[Stored records]
- Opening Delimiter -
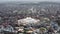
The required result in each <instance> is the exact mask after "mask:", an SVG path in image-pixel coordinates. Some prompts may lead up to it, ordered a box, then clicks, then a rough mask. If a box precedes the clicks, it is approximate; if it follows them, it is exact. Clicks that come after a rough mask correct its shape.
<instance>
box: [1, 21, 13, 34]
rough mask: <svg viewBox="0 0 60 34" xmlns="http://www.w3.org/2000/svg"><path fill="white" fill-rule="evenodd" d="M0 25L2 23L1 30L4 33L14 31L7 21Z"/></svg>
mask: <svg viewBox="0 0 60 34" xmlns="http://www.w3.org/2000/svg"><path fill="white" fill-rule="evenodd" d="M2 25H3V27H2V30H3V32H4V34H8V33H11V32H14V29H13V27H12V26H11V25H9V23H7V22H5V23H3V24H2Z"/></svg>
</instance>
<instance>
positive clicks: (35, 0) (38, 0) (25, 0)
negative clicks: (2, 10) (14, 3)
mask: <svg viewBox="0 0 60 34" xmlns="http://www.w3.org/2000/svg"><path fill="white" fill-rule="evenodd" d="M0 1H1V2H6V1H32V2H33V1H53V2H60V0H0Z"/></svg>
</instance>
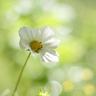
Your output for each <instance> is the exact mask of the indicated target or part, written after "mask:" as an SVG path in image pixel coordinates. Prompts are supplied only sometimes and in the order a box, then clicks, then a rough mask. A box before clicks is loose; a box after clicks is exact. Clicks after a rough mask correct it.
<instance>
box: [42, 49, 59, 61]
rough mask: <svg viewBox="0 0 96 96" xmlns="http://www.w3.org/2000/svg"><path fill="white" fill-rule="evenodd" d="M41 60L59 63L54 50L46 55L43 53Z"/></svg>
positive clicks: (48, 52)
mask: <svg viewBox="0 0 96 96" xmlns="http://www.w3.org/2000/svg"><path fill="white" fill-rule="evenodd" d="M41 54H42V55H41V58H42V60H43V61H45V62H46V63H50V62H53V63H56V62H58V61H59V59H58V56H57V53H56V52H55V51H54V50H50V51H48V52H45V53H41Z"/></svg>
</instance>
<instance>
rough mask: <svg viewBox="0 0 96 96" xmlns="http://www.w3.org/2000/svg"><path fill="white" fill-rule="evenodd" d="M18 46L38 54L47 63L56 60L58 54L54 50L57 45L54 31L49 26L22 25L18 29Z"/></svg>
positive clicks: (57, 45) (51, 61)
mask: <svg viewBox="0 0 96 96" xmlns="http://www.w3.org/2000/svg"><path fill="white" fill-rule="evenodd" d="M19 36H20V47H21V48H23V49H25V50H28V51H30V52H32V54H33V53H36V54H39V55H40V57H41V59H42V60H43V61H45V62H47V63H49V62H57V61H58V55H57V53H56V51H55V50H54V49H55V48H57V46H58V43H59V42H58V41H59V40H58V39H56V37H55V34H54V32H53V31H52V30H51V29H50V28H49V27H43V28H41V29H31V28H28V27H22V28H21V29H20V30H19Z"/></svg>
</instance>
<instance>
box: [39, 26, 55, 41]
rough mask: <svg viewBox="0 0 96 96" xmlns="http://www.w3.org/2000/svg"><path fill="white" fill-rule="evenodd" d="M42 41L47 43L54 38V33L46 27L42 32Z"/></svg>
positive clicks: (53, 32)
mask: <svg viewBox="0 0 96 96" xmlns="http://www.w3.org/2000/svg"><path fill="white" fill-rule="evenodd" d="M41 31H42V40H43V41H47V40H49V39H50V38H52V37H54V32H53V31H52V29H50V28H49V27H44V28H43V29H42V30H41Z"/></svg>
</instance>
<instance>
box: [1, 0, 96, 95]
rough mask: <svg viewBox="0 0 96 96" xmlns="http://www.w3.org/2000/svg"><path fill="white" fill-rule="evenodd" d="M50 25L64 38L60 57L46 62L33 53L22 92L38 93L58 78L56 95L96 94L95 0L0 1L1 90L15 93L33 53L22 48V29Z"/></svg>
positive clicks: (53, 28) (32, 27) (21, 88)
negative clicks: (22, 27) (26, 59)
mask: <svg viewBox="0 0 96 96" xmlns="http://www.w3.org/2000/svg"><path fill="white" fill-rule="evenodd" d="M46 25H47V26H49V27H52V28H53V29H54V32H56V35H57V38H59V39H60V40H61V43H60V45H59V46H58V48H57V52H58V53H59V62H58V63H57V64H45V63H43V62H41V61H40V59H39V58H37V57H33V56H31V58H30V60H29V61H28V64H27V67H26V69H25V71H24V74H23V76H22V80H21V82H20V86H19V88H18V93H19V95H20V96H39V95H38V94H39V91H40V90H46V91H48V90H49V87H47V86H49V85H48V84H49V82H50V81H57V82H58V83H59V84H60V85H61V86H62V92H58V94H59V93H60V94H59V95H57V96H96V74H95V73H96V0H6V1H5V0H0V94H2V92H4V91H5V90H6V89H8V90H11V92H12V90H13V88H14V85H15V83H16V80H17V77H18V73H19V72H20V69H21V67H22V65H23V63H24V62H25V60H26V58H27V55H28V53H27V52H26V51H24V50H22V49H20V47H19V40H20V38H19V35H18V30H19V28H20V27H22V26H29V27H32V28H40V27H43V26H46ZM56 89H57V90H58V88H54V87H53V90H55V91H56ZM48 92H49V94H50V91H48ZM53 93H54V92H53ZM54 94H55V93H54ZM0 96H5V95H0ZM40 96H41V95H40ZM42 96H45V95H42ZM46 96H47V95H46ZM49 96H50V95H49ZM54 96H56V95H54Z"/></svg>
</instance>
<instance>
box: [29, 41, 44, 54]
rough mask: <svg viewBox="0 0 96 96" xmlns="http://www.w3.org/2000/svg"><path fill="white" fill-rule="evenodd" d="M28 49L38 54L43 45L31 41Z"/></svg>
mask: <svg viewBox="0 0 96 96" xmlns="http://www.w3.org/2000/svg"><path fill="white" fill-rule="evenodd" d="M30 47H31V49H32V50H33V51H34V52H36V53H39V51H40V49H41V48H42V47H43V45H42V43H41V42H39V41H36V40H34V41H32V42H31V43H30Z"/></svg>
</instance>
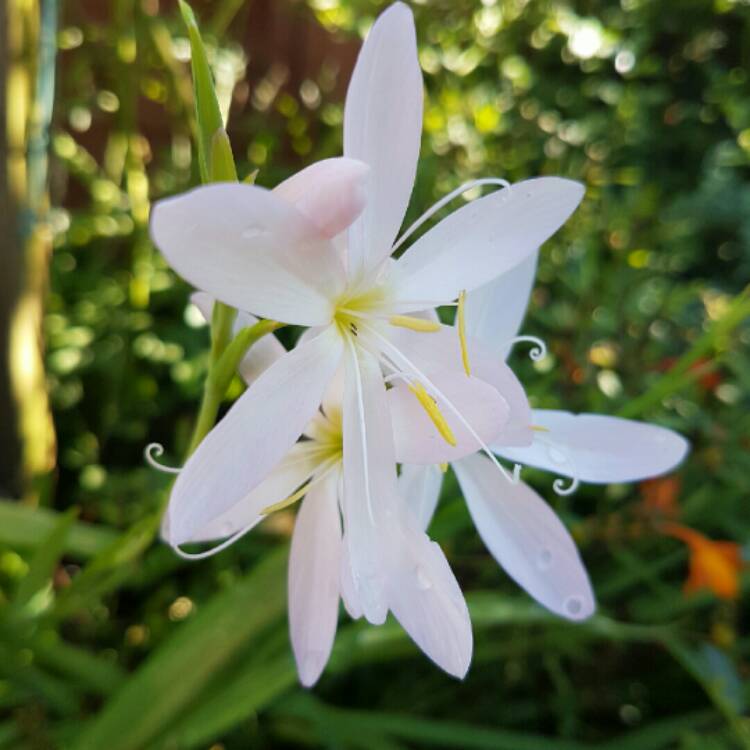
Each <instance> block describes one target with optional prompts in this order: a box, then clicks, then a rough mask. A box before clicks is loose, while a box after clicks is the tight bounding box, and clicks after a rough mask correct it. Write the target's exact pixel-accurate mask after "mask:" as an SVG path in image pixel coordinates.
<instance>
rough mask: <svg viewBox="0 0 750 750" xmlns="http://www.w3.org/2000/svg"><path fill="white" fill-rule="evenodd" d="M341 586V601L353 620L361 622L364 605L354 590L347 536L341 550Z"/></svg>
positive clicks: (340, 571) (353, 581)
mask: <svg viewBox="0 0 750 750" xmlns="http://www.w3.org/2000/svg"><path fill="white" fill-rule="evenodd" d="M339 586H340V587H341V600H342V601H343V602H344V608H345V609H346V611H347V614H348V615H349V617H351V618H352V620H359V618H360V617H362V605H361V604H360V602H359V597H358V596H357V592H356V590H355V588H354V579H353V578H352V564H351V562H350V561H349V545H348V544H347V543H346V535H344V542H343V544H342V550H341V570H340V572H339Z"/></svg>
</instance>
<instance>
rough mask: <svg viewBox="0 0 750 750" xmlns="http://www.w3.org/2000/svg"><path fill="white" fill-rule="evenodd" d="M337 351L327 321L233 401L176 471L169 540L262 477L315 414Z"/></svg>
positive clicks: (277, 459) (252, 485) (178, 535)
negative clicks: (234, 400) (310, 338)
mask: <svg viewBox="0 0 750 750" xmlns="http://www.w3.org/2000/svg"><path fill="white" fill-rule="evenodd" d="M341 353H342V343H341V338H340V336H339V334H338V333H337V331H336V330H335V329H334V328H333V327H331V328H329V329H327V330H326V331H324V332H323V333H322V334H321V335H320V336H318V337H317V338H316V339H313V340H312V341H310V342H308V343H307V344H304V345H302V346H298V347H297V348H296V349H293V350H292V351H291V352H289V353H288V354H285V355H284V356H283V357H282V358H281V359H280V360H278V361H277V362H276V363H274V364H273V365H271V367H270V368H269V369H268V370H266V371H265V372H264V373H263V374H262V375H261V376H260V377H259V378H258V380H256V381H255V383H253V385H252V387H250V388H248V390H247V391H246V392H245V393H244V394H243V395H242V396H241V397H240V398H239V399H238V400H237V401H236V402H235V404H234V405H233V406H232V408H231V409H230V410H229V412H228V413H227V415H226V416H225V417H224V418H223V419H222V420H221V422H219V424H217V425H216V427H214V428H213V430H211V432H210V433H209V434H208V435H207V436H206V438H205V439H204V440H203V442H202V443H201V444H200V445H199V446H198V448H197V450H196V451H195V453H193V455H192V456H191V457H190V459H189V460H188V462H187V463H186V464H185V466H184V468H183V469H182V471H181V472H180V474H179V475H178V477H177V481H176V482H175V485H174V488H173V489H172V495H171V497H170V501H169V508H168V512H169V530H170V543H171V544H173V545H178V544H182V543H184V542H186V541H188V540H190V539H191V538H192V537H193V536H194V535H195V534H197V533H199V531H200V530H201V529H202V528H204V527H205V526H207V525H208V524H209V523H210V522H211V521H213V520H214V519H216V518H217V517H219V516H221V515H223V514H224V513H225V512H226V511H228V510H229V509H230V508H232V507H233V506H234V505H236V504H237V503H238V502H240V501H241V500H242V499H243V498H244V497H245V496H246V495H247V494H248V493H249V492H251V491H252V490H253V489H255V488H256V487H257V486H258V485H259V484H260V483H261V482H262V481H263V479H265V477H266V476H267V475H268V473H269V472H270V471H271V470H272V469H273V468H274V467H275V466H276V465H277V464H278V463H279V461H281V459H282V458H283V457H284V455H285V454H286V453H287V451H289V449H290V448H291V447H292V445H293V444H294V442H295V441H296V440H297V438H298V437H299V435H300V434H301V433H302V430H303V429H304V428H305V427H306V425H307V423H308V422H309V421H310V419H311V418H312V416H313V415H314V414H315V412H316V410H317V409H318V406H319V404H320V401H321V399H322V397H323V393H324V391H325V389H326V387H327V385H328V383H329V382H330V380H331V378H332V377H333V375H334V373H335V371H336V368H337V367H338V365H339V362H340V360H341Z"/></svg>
- Closing Delimiter -
■ What needs to be done: Wherever "target" appears in a line of the entries, copy that line.

■ Solution to this exercise:
Your output for each <instance> is the exact mask of the indicated target or part, written after "mask:" as an SVG path in image pixel coordinates. Prompts are supplied only sometimes and in the order a box, then clicks, then a rough mask. A box before clicks is loose; a box after clicks is exact. Clicks after a rough mask correct it.
Each <instance> block describes one target with optional prompts in this order: a box, then clicks, then a rough mask. A box before clicks is loose, while a box after clicks is the tight bounding box, and clicks after a rough mask correct it. Write the target's exact pixel-accurate mask after "mask:" as an SVG path in image pixel coordinates.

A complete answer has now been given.